Written exercise:
Copy verbatim the lines of the records below, starting with the line that contains "the white window" and continuing through the line that contains "Target: chandelier chain", with both of those lines included.

— START —

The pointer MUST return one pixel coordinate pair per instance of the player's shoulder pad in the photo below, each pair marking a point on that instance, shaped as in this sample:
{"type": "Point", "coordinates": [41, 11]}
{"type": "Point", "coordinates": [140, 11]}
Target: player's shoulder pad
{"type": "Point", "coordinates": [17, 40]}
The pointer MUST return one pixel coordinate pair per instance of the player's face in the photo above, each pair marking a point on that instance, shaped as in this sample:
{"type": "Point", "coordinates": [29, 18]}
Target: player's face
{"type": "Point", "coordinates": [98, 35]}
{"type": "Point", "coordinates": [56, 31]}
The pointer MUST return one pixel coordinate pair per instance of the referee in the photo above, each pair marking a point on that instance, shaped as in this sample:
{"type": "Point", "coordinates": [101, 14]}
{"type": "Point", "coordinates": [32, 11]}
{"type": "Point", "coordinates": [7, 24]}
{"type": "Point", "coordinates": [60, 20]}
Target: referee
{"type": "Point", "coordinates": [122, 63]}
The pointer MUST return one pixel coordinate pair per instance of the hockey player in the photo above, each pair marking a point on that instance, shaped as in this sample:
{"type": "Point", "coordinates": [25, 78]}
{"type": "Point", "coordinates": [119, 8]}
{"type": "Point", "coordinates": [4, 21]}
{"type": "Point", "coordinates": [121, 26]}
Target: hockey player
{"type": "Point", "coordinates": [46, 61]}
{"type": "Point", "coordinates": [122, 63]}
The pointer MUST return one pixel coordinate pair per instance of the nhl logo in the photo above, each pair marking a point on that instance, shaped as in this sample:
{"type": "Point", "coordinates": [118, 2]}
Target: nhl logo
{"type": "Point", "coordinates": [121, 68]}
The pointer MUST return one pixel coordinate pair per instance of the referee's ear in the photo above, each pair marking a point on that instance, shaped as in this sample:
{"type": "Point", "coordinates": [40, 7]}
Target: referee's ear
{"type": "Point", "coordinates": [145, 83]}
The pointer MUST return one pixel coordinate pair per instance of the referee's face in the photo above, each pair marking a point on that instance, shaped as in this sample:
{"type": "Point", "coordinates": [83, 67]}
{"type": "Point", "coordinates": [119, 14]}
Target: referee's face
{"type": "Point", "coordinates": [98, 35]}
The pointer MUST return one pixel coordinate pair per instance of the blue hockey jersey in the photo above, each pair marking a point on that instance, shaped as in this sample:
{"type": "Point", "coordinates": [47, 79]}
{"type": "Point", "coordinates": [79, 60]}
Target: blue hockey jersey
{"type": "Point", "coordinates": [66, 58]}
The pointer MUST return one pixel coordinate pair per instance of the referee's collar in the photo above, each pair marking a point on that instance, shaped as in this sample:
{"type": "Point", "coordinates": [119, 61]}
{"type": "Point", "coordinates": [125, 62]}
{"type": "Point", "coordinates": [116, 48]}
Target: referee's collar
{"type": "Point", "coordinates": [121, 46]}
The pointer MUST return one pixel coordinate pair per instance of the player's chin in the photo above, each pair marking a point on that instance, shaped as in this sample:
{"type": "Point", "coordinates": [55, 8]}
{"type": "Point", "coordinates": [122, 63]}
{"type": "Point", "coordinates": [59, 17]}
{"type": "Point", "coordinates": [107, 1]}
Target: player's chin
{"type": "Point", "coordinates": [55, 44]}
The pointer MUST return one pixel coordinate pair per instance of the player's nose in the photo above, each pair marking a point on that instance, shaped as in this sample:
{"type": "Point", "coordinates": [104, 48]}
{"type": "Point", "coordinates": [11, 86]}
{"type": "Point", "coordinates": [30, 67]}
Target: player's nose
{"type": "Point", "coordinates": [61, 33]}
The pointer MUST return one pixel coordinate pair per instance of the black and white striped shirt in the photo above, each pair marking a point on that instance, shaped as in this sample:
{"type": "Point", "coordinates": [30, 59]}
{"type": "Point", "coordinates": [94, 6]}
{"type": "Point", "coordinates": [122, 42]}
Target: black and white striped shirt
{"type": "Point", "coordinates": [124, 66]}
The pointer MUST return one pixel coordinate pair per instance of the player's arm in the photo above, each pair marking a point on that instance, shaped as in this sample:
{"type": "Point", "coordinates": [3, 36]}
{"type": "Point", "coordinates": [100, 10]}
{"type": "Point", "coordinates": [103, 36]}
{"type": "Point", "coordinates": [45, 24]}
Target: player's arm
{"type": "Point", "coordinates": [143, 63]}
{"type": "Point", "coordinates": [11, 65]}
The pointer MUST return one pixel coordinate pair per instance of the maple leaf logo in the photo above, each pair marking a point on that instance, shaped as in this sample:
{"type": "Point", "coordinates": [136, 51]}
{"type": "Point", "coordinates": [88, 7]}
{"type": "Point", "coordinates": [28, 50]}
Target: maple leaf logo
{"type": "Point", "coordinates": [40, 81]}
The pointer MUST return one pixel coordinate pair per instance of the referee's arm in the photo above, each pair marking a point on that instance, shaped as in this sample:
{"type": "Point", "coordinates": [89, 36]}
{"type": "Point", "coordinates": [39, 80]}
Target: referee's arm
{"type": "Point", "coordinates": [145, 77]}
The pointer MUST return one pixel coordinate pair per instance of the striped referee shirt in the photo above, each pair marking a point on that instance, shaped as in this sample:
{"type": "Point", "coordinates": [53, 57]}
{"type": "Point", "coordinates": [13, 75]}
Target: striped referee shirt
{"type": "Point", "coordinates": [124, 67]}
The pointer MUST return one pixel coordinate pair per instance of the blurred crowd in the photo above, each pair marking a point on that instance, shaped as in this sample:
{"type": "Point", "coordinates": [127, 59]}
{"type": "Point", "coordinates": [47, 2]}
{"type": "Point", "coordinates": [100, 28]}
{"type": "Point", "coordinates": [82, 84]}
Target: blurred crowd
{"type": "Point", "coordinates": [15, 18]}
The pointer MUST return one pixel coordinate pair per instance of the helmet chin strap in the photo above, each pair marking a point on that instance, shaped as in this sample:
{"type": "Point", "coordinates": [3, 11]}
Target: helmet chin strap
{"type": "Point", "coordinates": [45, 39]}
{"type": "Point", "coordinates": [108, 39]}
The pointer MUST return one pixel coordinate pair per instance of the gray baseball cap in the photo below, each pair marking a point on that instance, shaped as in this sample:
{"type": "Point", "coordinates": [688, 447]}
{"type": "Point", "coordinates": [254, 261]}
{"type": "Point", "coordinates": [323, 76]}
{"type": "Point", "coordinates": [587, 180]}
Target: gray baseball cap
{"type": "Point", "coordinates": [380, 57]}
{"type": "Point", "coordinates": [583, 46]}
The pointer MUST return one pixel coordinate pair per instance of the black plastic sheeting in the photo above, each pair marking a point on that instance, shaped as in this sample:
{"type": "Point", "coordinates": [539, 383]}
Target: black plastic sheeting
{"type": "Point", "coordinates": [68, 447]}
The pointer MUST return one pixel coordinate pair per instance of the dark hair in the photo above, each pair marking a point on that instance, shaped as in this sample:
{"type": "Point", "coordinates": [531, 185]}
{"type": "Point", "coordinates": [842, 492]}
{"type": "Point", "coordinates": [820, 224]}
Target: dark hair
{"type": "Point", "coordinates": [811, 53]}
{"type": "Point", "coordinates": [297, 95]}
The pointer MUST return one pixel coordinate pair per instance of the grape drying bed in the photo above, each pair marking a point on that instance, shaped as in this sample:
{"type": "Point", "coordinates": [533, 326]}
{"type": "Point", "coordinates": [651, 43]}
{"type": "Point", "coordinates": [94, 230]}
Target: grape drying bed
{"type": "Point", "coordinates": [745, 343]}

— END —
— START —

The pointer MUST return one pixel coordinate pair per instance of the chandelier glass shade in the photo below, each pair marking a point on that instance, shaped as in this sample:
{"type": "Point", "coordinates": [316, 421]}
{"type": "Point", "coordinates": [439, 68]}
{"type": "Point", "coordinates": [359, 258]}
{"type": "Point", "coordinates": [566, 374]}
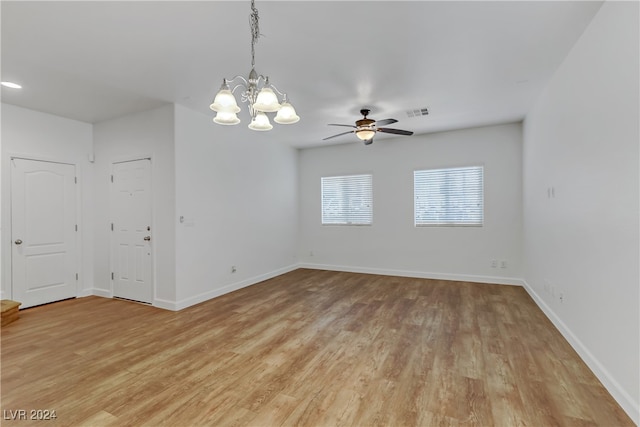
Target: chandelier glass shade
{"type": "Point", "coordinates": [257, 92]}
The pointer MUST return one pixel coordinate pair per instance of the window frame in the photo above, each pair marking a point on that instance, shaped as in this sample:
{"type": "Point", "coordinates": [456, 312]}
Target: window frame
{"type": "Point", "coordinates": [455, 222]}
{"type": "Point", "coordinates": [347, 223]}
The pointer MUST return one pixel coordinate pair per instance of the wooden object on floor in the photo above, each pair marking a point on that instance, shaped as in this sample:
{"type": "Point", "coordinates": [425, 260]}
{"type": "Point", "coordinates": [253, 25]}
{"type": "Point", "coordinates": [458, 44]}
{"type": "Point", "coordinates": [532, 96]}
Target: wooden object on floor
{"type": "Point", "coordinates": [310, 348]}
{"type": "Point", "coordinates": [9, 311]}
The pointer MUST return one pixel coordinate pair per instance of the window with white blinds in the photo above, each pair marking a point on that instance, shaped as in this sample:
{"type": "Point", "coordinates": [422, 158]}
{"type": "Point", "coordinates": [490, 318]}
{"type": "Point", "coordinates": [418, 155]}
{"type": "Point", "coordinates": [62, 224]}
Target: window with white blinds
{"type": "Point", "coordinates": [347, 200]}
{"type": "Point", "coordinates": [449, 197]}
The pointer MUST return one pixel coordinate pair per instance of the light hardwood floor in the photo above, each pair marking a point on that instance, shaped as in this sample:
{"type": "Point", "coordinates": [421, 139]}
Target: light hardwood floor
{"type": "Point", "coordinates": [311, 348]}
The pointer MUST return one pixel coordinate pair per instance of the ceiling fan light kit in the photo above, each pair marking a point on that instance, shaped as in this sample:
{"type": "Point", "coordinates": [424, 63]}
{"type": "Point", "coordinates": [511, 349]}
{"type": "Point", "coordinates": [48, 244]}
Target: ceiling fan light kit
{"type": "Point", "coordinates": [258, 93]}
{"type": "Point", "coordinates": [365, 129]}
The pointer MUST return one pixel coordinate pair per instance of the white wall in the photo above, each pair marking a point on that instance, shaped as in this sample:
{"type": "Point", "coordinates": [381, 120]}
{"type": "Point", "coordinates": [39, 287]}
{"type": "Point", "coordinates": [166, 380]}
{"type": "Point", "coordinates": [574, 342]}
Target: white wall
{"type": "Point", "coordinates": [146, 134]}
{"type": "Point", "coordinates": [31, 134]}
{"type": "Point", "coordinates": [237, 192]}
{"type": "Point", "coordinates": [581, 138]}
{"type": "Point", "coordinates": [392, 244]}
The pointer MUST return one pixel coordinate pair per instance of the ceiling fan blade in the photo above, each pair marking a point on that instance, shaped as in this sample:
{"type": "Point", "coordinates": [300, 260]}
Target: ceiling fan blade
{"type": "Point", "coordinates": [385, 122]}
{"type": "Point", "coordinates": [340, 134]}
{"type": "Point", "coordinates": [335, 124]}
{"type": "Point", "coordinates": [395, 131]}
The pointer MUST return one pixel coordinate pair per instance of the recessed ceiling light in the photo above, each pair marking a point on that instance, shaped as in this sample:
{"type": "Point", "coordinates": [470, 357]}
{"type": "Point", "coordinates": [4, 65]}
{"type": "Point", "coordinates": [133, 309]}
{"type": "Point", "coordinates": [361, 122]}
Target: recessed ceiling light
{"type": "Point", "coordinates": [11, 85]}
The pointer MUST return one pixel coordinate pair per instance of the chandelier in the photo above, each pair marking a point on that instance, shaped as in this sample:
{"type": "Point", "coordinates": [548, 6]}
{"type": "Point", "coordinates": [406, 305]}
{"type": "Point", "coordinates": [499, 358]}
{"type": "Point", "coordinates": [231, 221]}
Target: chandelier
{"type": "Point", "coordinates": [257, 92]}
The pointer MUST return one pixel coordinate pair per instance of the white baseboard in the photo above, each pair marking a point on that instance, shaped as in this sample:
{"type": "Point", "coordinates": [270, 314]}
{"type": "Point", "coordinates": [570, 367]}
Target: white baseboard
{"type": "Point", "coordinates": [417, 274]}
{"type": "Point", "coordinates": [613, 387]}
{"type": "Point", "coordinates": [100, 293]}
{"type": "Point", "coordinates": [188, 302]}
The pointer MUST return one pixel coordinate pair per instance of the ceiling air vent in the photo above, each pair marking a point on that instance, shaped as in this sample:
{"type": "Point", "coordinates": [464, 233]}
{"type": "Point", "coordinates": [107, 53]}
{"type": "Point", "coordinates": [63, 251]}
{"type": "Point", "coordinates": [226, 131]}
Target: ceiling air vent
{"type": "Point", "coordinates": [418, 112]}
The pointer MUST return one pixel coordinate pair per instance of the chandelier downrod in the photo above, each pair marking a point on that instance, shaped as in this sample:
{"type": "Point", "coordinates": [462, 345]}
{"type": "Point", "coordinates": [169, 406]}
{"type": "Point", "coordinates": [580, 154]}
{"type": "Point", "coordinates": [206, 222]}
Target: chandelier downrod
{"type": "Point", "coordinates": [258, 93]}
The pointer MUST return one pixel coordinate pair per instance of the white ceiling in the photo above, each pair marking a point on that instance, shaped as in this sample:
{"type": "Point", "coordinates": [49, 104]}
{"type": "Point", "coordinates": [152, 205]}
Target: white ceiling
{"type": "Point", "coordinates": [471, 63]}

— END —
— START —

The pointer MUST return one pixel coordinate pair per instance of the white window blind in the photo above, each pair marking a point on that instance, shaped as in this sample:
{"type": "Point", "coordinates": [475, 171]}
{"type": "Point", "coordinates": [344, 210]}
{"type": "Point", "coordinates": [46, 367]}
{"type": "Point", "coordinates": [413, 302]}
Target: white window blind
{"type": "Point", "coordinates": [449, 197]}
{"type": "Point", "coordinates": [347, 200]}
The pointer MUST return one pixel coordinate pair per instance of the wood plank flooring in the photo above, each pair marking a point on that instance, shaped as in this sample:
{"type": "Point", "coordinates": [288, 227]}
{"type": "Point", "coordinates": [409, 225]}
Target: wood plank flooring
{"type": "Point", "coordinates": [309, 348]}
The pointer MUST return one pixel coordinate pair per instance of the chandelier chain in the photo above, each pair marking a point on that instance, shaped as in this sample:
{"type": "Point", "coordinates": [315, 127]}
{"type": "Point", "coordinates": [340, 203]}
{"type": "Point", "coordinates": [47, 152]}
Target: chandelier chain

— END —

Written solution:
The pointer MUST return one pixel coordinate pair per instance of the white window blind in the photo above, each pair marking a point on that instance, shaped as in this sample:
{"type": "Point", "coordinates": [475, 171]}
{"type": "Point", "coordinates": [344, 210]}
{"type": "Point", "coordinates": [46, 367]}
{"type": "Point", "coordinates": [413, 302]}
Target: white window blind
{"type": "Point", "coordinates": [449, 197]}
{"type": "Point", "coordinates": [347, 200]}
The pointer MUST return one pixel coordinate pair per instance of the wood plank flooring in the photo above, each pair marking a point on that instance, shaped as in this sample:
{"type": "Point", "coordinates": [288, 227]}
{"type": "Point", "coordinates": [409, 225]}
Target: wood plank flooring
{"type": "Point", "coordinates": [309, 348]}
The pointer MUST return one pixel coordinate pair per instance of the chandelier chain in the photo above, each pair marking a point on that instance, shaped as in this sample:
{"type": "Point", "coordinates": [315, 127]}
{"type": "Point", "coordinates": [340, 203]}
{"type": "Point", "coordinates": [47, 152]}
Target: chandelier chain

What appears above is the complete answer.